__Activity__.
Leave out the images; return the rest of the data exactly.

__Given data__.
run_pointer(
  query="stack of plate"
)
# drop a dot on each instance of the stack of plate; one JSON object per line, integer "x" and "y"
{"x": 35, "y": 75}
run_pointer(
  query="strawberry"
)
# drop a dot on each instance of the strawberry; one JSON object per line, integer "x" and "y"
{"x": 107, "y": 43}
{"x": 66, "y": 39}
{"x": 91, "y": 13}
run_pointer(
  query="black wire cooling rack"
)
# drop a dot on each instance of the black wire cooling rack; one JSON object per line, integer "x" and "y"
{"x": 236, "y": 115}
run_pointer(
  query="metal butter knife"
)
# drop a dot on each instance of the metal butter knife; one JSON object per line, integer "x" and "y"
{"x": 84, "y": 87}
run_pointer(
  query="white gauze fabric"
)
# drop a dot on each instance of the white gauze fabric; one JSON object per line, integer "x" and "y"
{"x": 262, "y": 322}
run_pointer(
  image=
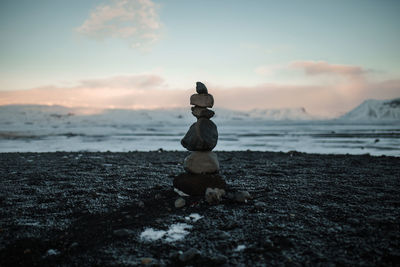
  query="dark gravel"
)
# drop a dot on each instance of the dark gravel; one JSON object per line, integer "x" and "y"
{"x": 88, "y": 209}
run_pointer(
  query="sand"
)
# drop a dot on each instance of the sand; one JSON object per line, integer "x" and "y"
{"x": 88, "y": 209}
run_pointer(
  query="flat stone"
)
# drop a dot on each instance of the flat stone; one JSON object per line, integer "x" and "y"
{"x": 179, "y": 203}
{"x": 202, "y": 100}
{"x": 201, "y": 136}
{"x": 200, "y": 112}
{"x": 214, "y": 195}
{"x": 201, "y": 88}
{"x": 201, "y": 162}
{"x": 197, "y": 184}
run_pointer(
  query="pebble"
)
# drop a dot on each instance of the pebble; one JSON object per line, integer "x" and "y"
{"x": 179, "y": 203}
{"x": 201, "y": 162}
{"x": 201, "y": 136}
{"x": 201, "y": 88}
{"x": 214, "y": 195}
{"x": 200, "y": 112}
{"x": 140, "y": 204}
{"x": 242, "y": 196}
{"x": 202, "y": 100}
{"x": 189, "y": 254}
{"x": 147, "y": 261}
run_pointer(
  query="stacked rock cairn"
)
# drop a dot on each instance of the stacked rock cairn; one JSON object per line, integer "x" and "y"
{"x": 202, "y": 164}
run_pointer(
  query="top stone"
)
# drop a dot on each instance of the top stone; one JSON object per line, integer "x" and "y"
{"x": 201, "y": 88}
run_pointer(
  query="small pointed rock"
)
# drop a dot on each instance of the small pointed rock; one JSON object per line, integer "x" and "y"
{"x": 200, "y": 112}
{"x": 202, "y": 100}
{"x": 201, "y": 88}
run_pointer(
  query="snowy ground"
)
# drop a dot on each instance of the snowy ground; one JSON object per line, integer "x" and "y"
{"x": 117, "y": 209}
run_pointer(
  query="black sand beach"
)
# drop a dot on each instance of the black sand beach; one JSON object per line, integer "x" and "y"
{"x": 88, "y": 209}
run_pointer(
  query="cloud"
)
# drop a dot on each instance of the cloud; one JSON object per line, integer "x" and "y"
{"x": 150, "y": 91}
{"x": 145, "y": 81}
{"x": 322, "y": 67}
{"x": 134, "y": 20}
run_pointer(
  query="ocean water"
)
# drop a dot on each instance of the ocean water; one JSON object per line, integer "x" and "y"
{"x": 31, "y": 132}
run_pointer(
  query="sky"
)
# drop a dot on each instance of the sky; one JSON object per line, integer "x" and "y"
{"x": 325, "y": 56}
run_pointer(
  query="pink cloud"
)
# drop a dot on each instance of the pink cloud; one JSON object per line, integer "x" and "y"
{"x": 322, "y": 67}
{"x": 134, "y": 20}
{"x": 151, "y": 91}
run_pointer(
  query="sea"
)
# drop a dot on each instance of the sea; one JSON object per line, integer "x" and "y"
{"x": 34, "y": 129}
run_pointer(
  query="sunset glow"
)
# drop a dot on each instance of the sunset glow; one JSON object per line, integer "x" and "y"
{"x": 327, "y": 57}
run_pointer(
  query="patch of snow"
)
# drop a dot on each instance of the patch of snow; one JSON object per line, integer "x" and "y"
{"x": 374, "y": 109}
{"x": 179, "y": 192}
{"x": 149, "y": 234}
{"x": 194, "y": 217}
{"x": 176, "y": 232}
{"x": 52, "y": 252}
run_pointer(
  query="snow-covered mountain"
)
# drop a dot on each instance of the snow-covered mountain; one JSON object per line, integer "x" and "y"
{"x": 374, "y": 110}
{"x": 29, "y": 114}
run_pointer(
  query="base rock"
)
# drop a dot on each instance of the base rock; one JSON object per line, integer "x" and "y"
{"x": 196, "y": 184}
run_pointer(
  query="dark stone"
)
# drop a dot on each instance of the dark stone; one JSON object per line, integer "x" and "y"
{"x": 201, "y": 88}
{"x": 201, "y": 136}
{"x": 202, "y": 100}
{"x": 196, "y": 184}
{"x": 200, "y": 112}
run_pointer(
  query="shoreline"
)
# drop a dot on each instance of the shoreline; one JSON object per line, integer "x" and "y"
{"x": 68, "y": 208}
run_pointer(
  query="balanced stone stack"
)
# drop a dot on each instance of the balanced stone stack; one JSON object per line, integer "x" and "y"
{"x": 202, "y": 164}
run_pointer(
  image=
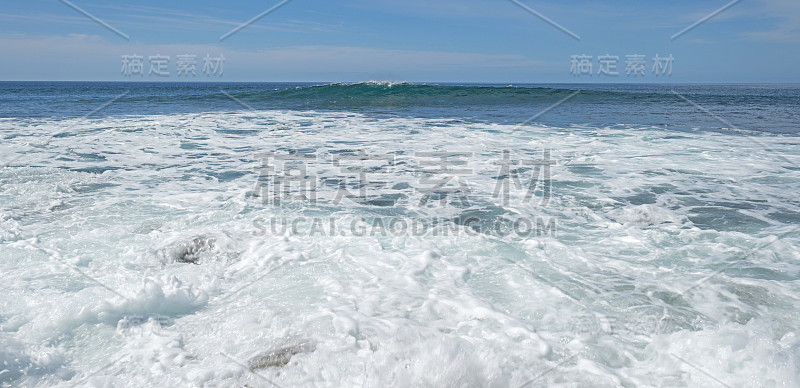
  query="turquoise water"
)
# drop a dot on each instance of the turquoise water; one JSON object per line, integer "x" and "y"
{"x": 218, "y": 235}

__Solution below__.
run_pointer(
  query="stack of plate"
)
# drop a dot on each instance of the stack of plate; one JSON object per line, integer "x" and "y"
{"x": 35, "y": 75}
run_pointer(
  query="strawberry"
)
# drop a dot on each instance of the strawberry; one JSON object per line, integer "x" and "y"
{"x": 107, "y": 43}
{"x": 66, "y": 39}
{"x": 91, "y": 13}
run_pointer(
  query="black wire cooling rack"
)
# drop a dot on each instance of the black wire cooling rack; one JSON object per line, integer "x" and "y"
{"x": 236, "y": 115}
run_pointer(
  query="metal butter knife"
)
# drop a dot on each instance of the metal butter knife; one JSON object per line, integer "x" and "y"
{"x": 84, "y": 87}
run_pointer(
  query="white gauze fabric"
)
# drop a dot on each instance of the white gauze fabric; one JSON object per line, integer "x" and "y"
{"x": 262, "y": 322}
run_pointer(
  image=
  query="dark gravel"
)
# drop a dot on each instance of the dark gravel; one JSON object per line, integer "x" and "y"
{"x": 88, "y": 209}
run_pointer(
  query="sand"
)
# drop a dot on each instance of the sand; one JSON object per line, integer "x" and "y"
{"x": 88, "y": 209}
run_pointer(
  query="flat stone"
)
# drop a dot on each instance of the flat stone; one JSON object per line, integer "x" and "y"
{"x": 179, "y": 203}
{"x": 202, "y": 100}
{"x": 201, "y": 136}
{"x": 200, "y": 112}
{"x": 214, "y": 195}
{"x": 201, "y": 88}
{"x": 201, "y": 162}
{"x": 197, "y": 184}
run_pointer(
  query="pebble"
)
# drop a dot on each instance of the pebble; one JSON object per line, integer "x" and "y"
{"x": 179, "y": 203}
{"x": 201, "y": 162}
{"x": 201, "y": 136}
{"x": 201, "y": 88}
{"x": 214, "y": 195}
{"x": 200, "y": 112}
{"x": 140, "y": 204}
{"x": 242, "y": 196}
{"x": 202, "y": 100}
{"x": 189, "y": 254}
{"x": 147, "y": 261}
run_pointer(
  query="stacked rock cairn"
)
# drop a dot on each instance of the stacked rock cairn; one JSON object per line, integer "x" and "y"
{"x": 202, "y": 164}
run_pointer(
  query="top stone"
)
# drop a dot on each instance of the top stone; one JSON object per line, integer "x" and "y"
{"x": 201, "y": 88}
run_pointer(
  query="small pointed rock"
)
# drop a dot on each instance of the small pointed rock; one JSON object per line, integer "x" and "y"
{"x": 200, "y": 112}
{"x": 202, "y": 100}
{"x": 201, "y": 88}
run_pointer(
  query="snowy ground"
)
# drop a dot on each instance of the snowy ground; one JSON object per line, integer "x" and "y"
{"x": 117, "y": 209}
run_pointer(
  query="black sand beach"
)
# drop a dot on each instance of the black sand beach; one JSON object per line, integer "x" and "y"
{"x": 88, "y": 209}
run_pointer(
  query="cloud"
)
# drop a dot on each instance of the cloud; one JSON object per line, integer "x" and "y"
{"x": 150, "y": 91}
{"x": 145, "y": 81}
{"x": 322, "y": 67}
{"x": 134, "y": 20}
run_pointer(
  query="ocean water"
)
# drop a dot on each instance of the ocean water; one JSON object per line, integer "x" and "y"
{"x": 31, "y": 132}
run_pointer(
  query="sky"
)
# drop a dot on each instance of the sky; one JSON object per line, integer "x" and "y"
{"x": 325, "y": 56}
run_pointer(
  query="pink cloud"
)
# drop a dot on each instance of the pink cloud; one JSON object per line, integer "x" and "y"
{"x": 322, "y": 67}
{"x": 134, "y": 20}
{"x": 151, "y": 91}
run_pointer(
  query="sea"
)
# drop a dot on each instance of the sea; one JSON object per line, integer "x" and "y"
{"x": 34, "y": 129}
run_pointer(
  query="sunset glow"
)
# drop a dot on each instance of the sunset glow; one JSON object per line, integer "x" and "y"
{"x": 327, "y": 57}
run_pointer(
  query="patch of snow"
)
# drop a dot on each instance of the patch of snow; one JSON object per line, integer "x" and "y"
{"x": 374, "y": 109}
{"x": 179, "y": 192}
{"x": 149, "y": 234}
{"x": 194, "y": 217}
{"x": 176, "y": 232}
{"x": 52, "y": 252}
run_pointer(
  query="snow-covered mountain"
)
# drop a dot on each instance of the snow-covered mountain; one JSON object per line, integer "x" and "y"
{"x": 374, "y": 110}
{"x": 29, "y": 114}
run_pointer(
  query="base rock"
)
# drop a dot on each instance of the base rock; one JSON object per line, integer "x" and "y"
{"x": 196, "y": 184}
run_pointer(
  query="dark stone"
)
# drop a dot on each instance of the dark stone; one JSON object per line, integer "x" and "y"
{"x": 201, "y": 88}
{"x": 201, "y": 136}
{"x": 202, "y": 100}
{"x": 196, "y": 184}
{"x": 200, "y": 112}
run_pointer(
  query="shoreline"
)
# drop a dot on each instance of the shoreline; one JSON object per line, integer "x" and "y"
{"x": 68, "y": 208}
run_pointer(
  query="balanced stone stack"
)
# drop a dot on each instance of the balanced stone stack; one JSON object per line, integer "x" and "y"
{"x": 202, "y": 164}
run_pointer(
  image=
  query="turquoise water"
)
# drop a dot on each instance of the turquoise water; one JSON object per line, integer "x" and "y"
{"x": 218, "y": 235}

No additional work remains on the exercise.